**PROBLEM TO SOLVE:**
Could you reproduce the data below word for word, starting at the line with "Detect blazer sleeve." and continuing through the line with "456 255 474 275", both lines included?

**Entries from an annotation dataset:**
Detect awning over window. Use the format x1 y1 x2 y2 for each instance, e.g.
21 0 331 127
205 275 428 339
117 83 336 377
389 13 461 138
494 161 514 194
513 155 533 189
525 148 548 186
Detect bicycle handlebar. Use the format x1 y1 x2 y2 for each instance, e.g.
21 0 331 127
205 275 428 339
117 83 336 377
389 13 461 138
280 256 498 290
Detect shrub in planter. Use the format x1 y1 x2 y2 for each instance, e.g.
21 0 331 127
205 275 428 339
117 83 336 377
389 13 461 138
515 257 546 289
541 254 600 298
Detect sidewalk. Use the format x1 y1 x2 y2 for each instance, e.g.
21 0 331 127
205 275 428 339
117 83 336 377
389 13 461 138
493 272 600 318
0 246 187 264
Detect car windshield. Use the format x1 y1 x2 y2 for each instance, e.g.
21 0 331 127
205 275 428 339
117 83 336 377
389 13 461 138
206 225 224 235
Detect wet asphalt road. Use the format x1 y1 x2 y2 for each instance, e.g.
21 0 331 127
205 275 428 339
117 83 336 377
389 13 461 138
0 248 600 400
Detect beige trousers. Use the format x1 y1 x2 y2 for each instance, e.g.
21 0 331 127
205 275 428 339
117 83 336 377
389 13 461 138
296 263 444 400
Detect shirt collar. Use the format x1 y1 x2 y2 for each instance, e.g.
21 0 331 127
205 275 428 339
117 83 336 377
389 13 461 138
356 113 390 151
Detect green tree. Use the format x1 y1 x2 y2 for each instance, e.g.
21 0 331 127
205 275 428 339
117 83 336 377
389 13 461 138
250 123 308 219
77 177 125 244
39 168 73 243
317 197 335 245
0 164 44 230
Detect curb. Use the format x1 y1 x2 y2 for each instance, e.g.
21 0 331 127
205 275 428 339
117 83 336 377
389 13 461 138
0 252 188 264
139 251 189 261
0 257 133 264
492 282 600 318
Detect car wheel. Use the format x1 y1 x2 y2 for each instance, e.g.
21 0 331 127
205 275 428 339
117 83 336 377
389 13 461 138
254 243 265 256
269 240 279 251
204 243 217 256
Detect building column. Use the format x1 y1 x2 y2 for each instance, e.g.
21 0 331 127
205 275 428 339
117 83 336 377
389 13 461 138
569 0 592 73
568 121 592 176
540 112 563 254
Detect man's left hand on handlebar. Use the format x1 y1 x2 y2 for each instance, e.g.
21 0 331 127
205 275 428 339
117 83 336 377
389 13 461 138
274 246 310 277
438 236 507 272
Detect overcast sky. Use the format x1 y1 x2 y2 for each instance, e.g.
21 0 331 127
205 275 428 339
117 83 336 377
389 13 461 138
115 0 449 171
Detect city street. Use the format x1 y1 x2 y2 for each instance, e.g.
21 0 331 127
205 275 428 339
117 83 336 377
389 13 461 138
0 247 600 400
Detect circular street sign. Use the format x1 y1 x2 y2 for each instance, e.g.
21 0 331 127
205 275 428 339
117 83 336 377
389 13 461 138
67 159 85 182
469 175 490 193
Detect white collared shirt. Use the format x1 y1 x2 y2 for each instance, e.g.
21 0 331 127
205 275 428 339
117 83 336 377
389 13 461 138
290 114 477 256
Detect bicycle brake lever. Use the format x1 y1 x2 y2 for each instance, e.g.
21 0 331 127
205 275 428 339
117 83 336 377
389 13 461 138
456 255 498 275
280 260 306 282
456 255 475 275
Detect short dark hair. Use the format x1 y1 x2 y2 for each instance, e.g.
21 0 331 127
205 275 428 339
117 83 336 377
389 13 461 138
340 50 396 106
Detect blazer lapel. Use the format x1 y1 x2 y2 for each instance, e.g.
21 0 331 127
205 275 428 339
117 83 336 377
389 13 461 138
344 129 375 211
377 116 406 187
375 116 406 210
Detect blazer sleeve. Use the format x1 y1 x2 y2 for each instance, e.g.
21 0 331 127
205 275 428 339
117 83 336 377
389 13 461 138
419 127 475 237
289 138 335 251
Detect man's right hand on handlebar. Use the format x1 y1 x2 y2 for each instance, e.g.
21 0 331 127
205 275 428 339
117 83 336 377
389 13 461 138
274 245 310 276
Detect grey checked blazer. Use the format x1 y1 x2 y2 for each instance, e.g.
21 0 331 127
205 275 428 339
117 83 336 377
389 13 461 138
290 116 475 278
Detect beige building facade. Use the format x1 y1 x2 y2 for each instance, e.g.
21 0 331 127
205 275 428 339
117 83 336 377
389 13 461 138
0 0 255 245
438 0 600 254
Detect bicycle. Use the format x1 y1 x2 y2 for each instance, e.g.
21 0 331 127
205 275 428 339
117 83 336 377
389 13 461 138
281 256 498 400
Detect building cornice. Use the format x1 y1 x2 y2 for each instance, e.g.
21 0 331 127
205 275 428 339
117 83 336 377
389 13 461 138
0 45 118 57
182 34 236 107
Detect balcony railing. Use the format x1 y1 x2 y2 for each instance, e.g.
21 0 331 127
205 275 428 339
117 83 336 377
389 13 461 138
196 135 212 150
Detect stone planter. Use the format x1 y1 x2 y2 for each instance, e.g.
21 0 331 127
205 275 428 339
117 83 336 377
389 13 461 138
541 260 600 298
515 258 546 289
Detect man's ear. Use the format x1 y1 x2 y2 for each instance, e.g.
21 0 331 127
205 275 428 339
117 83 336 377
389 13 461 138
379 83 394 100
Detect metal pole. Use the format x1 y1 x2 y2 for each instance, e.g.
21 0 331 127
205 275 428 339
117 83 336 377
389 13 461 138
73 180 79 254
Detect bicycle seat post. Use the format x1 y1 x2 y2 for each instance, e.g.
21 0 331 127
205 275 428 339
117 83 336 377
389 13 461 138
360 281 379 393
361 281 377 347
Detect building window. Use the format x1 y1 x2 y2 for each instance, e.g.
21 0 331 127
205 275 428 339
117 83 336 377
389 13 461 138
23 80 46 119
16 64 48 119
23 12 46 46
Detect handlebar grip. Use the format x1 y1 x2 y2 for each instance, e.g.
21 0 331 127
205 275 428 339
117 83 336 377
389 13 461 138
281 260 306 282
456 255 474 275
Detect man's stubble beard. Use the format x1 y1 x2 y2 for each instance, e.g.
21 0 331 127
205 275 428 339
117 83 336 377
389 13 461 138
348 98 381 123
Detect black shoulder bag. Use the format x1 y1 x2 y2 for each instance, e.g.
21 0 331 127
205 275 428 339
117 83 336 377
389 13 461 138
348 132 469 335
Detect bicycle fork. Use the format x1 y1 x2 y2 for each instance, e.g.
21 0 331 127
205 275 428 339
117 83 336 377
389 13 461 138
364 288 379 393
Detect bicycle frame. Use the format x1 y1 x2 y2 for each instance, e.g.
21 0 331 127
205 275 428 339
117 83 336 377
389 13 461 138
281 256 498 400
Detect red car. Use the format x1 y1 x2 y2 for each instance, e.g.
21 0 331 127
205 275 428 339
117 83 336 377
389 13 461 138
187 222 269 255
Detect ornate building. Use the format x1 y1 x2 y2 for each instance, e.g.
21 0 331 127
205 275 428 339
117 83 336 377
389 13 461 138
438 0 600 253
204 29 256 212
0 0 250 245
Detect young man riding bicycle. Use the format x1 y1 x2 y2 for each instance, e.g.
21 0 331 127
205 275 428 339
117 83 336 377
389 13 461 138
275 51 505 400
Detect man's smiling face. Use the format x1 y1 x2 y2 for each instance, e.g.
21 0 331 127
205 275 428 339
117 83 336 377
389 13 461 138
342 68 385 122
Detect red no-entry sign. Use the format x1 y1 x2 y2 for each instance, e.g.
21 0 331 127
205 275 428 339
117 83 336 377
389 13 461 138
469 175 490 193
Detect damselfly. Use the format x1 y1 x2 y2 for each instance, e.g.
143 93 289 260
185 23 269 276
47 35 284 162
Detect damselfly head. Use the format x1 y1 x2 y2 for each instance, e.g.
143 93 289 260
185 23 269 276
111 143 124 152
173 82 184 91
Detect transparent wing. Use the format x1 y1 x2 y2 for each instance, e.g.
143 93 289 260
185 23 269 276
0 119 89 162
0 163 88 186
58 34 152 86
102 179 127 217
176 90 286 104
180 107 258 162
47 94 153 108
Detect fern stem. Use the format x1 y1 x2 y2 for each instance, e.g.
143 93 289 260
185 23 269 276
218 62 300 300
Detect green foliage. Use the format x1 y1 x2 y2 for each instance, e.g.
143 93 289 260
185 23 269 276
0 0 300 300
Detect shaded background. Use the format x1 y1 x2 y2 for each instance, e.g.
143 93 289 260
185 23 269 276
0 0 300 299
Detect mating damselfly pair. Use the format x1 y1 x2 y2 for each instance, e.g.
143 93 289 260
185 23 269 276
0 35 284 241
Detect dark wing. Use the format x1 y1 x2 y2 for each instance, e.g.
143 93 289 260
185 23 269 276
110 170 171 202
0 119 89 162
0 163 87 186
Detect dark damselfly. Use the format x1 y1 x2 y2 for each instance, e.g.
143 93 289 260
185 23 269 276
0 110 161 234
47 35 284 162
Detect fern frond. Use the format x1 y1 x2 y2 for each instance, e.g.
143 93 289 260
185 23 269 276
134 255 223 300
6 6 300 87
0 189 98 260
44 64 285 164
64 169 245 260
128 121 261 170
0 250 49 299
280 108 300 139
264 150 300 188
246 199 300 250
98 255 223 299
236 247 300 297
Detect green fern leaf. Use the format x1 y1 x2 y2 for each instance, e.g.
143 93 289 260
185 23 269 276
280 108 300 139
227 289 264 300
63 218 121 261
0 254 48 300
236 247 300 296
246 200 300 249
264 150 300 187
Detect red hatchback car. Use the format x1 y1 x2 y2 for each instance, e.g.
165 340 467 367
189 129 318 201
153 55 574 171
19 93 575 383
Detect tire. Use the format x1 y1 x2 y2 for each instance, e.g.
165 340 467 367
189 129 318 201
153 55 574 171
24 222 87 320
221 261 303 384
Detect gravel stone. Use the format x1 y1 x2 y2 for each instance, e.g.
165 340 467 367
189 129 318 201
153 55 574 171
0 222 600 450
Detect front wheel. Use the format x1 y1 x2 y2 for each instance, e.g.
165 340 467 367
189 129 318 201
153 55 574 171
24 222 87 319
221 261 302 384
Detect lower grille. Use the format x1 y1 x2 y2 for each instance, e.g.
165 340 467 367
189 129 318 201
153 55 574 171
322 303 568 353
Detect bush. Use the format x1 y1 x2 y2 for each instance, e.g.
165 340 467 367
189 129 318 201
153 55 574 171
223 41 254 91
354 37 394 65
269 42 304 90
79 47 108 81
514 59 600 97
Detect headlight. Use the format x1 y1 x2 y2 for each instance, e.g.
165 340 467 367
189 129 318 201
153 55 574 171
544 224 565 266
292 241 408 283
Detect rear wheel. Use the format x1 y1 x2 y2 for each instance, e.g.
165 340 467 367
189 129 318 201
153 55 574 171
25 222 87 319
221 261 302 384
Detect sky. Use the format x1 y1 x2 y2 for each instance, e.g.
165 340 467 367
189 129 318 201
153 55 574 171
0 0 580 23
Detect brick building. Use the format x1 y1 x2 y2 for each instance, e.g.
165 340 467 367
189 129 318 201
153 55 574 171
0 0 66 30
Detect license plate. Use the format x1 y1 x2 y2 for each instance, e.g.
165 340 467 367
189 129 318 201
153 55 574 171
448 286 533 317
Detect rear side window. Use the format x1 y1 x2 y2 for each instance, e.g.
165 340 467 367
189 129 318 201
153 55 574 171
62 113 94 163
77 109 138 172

**RESPONSE TO THIS EXERCISE:**
Detect blazer sleeve. Use the format x1 y1 x2 y2 for each instance, e.g.
21 0 331 127
205 275 428 339
117 83 336 377
389 13 461 138
419 127 475 237
289 138 335 251
Detect man's right hand on handlebar. Use the format x1 y1 x2 y2 for each instance, e.g.
21 0 331 127
205 275 428 339
117 83 336 377
389 13 461 138
274 245 310 276
Detect grey checked blazer. Use the format x1 y1 x2 y2 for each instance, e.g.
21 0 331 127
205 275 428 339
117 83 336 377
389 13 461 138
290 116 475 278
Detect beige building facade. Use the format x1 y1 x2 y2 for each instance, e.g.
21 0 331 127
205 275 428 339
117 83 336 377
389 13 461 138
0 0 255 245
438 0 600 254
Detect bicycle. Use the format x1 y1 x2 y2 for each instance, e.g.
21 0 331 127
205 275 428 339
117 83 336 377
389 13 461 138
281 256 498 400
Detect building cornice. Use the format x1 y1 x2 y2 for each instance, e.g.
21 0 331 127
205 275 428 339
117 83 336 377
389 13 461 138
0 45 118 57
182 34 236 107
Detect balcony railing. Use the format x1 y1 x2 y2 for each instance, e.g.
21 0 331 127
205 275 428 339
117 83 336 377
389 13 461 138
196 135 212 150
Detect stone planter. Use the format x1 y1 x2 y2 for each instance, e.g.
21 0 331 127
205 275 428 339
117 83 336 377
389 13 461 138
541 260 600 298
515 258 546 289
Detect man's ear. Use the format x1 y1 x2 y2 for each instance, e.g.
21 0 331 127
205 275 428 339
117 83 336 377
389 13 461 138
379 83 394 100
Detect metal pole. Use the format x1 y1 x2 y2 for each instance, e.g.
21 0 331 127
205 275 428 339
117 83 336 377
389 13 461 138
73 180 79 254
Detect bicycle seat post. Use the format x1 y1 x2 y2 for each instance, e.g.
21 0 331 127
205 275 428 339
117 83 336 377
389 13 461 138
360 281 379 393
361 281 377 347
Detect building window. Use the format x1 y1 x2 y2 for each instance, e.g.
21 0 331 127
205 275 428 339
117 83 336 377
389 13 461 138
23 80 46 119
16 64 48 119
23 12 46 46
Detect handlebar grip. Use the format x1 y1 x2 y2 for each instance, e.g.
21 0 331 127
205 275 428 339
117 83 336 377
389 13 461 138
281 260 306 282
456 255 474 275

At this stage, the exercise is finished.